(Stored items)
────────

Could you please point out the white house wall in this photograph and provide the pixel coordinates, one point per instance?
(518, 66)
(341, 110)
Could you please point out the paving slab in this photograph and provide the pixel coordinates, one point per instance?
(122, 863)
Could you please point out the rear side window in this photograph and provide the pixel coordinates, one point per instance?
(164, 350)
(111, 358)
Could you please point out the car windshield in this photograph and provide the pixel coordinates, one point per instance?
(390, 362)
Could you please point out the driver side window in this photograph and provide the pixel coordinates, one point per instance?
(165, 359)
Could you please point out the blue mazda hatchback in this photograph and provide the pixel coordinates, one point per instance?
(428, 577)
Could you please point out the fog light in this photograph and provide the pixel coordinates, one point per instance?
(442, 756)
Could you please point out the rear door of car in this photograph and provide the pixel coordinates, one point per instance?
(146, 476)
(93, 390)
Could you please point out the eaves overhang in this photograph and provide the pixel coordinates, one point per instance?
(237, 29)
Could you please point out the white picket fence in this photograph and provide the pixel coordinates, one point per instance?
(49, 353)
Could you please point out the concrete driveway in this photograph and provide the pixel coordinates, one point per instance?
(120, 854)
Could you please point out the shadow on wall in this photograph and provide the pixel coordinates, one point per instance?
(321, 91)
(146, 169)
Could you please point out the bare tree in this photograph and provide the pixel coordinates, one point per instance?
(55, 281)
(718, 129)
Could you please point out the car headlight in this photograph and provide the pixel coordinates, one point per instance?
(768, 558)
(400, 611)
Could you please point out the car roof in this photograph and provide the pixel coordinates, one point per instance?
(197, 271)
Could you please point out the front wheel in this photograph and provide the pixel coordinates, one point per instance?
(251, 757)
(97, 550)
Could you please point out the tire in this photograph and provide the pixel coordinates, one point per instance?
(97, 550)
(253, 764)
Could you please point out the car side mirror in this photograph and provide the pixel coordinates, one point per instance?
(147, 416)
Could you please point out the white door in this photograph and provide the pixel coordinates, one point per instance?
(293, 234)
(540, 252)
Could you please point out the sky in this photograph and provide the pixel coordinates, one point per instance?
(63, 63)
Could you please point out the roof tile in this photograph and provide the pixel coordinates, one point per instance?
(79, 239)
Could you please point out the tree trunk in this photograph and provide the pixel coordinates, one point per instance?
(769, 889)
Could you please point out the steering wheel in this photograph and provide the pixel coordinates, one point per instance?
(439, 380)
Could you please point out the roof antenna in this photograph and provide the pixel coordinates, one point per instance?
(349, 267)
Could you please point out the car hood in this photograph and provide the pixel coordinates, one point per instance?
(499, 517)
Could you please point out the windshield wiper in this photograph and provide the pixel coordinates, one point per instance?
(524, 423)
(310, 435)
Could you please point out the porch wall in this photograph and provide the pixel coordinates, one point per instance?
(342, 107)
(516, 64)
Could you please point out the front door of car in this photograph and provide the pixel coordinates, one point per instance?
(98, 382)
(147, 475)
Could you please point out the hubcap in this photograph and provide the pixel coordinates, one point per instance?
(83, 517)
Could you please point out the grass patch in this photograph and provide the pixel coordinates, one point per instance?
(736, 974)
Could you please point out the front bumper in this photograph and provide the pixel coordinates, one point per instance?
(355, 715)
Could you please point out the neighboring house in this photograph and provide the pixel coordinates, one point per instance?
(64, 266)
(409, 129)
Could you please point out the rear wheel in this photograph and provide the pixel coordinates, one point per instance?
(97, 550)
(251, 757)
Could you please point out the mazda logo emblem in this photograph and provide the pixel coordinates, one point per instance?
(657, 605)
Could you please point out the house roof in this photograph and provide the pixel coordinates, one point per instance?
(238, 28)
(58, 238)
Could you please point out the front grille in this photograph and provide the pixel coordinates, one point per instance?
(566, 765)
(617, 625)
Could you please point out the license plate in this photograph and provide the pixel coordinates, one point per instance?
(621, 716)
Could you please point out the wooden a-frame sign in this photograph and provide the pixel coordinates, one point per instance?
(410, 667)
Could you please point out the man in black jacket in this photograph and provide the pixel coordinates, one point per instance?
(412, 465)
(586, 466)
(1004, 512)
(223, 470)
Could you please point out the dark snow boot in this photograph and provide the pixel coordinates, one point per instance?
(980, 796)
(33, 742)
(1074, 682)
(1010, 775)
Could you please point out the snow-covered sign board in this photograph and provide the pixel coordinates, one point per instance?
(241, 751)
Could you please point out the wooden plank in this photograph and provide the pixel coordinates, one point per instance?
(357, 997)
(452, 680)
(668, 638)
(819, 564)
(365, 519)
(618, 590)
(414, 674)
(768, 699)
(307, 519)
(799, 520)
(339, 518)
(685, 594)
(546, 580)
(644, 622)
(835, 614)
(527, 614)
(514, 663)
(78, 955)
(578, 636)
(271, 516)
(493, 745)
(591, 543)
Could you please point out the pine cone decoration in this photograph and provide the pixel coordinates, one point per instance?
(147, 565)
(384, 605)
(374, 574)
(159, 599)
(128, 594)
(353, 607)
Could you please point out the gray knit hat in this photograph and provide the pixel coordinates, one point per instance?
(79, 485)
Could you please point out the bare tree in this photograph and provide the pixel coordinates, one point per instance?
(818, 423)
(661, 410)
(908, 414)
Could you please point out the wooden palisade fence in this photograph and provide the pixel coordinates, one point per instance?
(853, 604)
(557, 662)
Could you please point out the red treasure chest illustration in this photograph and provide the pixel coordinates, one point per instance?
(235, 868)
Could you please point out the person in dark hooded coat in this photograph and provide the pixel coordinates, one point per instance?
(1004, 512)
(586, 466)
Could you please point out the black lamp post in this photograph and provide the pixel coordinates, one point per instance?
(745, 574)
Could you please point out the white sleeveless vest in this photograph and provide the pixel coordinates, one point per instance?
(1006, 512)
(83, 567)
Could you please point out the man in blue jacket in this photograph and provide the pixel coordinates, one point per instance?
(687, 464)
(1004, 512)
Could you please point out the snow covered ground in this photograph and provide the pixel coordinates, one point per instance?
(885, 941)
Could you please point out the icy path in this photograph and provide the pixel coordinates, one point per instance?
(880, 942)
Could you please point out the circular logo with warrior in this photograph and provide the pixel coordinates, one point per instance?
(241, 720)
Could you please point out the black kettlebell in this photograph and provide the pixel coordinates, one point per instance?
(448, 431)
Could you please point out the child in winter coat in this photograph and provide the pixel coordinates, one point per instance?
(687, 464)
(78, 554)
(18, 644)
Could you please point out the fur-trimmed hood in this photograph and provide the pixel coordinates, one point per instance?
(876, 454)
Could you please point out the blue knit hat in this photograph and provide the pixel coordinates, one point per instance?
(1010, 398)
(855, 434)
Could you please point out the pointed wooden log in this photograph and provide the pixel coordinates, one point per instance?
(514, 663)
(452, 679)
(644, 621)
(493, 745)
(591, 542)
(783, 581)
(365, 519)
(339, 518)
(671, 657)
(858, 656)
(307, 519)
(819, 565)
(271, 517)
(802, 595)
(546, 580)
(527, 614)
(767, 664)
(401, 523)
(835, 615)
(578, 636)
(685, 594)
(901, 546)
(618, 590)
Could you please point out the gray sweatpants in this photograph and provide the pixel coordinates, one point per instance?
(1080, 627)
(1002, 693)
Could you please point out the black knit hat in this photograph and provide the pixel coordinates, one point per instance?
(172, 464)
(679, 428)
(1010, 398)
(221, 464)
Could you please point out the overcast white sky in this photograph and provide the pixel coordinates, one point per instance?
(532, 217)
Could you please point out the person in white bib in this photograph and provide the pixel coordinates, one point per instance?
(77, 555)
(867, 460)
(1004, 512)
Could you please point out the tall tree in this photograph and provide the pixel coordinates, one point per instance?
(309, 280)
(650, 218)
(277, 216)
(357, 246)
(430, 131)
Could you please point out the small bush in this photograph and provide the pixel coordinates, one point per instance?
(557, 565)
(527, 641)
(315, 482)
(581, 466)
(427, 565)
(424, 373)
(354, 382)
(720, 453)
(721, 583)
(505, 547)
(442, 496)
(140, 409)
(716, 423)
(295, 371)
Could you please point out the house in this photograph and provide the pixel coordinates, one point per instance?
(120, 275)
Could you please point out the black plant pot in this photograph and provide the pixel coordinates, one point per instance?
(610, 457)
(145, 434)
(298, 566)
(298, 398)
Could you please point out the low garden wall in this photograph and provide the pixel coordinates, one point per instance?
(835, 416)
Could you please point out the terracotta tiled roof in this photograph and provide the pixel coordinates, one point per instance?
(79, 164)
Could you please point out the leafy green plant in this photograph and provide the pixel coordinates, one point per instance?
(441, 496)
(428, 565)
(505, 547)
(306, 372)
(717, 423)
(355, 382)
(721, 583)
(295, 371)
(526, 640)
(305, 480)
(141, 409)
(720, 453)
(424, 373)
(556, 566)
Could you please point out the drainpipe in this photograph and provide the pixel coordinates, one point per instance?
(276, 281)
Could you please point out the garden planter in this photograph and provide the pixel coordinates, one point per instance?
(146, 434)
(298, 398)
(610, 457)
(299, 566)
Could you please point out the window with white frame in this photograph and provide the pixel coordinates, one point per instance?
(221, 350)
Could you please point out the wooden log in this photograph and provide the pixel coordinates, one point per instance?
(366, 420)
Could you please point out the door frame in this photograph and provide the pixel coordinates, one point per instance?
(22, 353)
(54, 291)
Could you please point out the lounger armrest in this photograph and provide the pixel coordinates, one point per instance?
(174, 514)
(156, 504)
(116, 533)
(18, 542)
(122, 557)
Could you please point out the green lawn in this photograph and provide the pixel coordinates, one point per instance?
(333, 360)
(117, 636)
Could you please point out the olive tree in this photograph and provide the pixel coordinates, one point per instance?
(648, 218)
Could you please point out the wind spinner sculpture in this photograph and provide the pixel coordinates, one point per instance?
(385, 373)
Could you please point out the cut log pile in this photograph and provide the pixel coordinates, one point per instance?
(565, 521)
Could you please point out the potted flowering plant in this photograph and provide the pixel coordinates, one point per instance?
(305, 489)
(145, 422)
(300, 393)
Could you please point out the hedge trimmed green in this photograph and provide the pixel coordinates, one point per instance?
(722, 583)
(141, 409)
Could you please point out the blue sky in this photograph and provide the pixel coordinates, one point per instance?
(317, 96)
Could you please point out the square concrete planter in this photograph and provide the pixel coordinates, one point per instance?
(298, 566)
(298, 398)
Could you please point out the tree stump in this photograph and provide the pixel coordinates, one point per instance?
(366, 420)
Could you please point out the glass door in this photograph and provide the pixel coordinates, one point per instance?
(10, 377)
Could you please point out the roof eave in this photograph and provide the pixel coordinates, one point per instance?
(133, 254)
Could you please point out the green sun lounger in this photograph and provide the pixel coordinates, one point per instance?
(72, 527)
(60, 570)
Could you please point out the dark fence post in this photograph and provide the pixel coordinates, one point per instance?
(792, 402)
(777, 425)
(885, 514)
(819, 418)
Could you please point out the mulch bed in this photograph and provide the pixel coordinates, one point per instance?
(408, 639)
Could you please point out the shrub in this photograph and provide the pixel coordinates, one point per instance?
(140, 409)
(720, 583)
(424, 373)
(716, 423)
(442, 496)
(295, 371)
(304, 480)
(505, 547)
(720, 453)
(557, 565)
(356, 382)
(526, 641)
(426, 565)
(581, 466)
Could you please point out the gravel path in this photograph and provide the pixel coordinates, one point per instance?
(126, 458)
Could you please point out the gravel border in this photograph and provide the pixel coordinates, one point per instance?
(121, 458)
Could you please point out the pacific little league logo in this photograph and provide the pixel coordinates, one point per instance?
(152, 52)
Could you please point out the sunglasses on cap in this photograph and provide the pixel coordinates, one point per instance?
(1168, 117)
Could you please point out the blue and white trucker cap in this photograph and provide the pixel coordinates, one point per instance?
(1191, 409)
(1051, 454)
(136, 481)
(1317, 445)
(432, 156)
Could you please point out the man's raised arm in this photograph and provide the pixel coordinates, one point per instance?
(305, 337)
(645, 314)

────────

• _What to produce_:
Transcribe exactly the part of the stored items that opens with the line containing "Could you please point out the pacific" and closes with the line containing "(1168, 117)".

• _In response_:
Could you please point out the pacific little league logo in this photograph and provide the pixel coordinates, one point per instance?
(152, 52)
Could you please point out the sunglasses on cap in this photograph and provide the pixel coordinates, one point per instance?
(1168, 117)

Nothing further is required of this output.